**Document passage:**

====

Opportunities for Post-Graduate Education

The Malaysian government is encouraging more Malaysians to pursue Masters and PhD courses in Malaysia by funding 500 places studies at PhD level and 10,000 at Masters level in public institutions of higher education.

Assistance to young entrepreneurs

The PROSPER Graduate Programme was implemented in June 2005 to assist Malay graduates in retail or distributive business with training, financing and business advisory services. Participants are offered syariah-based financing of between US$1,500 to US$15,000 with a repayment period of 3 to 7 years. To date, a total of 334 businesses have been successfully established. To develop more young entrepreneurs, the scope of the Graduate PROSPER Programme will be expanded to include those with skills and technical certificates. An additional 400 graduates will benefit from the programme.

Re: ALMPs introduced in response to the Global Crisis

Posted by Valentina Barcucci at July 26. 2010

Dear Niall,

Many thanks for bringing up the topic of crisis responses addressing young people. On this matter, we could build on prior exchanges that took places on this platform in the last few months. In particular, I would like to recall participants' attention on a document that was shared at the end of last year during an APYN discussion forum on rights and conditions of young workers by Mr Gianni Rosas, coordinator of the Youth Employment Programme: http://ap-youthnet.ilobkk.or.th/discussion-lists/forums/rights-and-conditions/927175929/222853866/YE-crisis-response-_update-early-Nov-09.pdf .It is a table summarizing policy interventions targeting youth employment and undertaken by governments across the globe.  This discussion can be an excellent opportunity to  systematically update the table (in its Asia-Pacific content) through country inputs from APYN members.

====

**Dataset section:**
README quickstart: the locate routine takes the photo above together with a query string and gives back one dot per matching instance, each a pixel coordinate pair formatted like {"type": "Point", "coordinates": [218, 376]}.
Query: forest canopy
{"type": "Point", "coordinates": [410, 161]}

====

**Given exercise A:** According to the document passage, how many businesses have been established so far under the PROSPER Graduate Programme?
**Given exercise B:** Reproduce the document passage word for word, starting at "Opportunities for Post-Graduate" and ending at "from the programme.".

**Exercise output A:** 334 businesses.

**Exercise output B:**
Opportunities for Post-Graduate Education

The Malaysian government is encouraging more Malaysians to pursue Masters and PhD courses in Malaysia by funding 500 places studies at PhD level and 10,000 at Masters level in public institutions of higher education.

Assistance to young entrepreneurs

The PROSPER Graduate Programme was implemented in June 2005 to assist Malay graduates in retail or distributive business with training, financing and business advisory services. Participants are offered syariah-based financing of between US$1,500 to US$15,000 with a repayment period of 3 to 7 years. To date, a total of 334 businesses have been successfully established. To develop more young entrepreneurs, the scope of the Graduate PROSPER Programme will be expanded to include those with skills and technical certificates. An additional 400 graduates will benefit from the programme.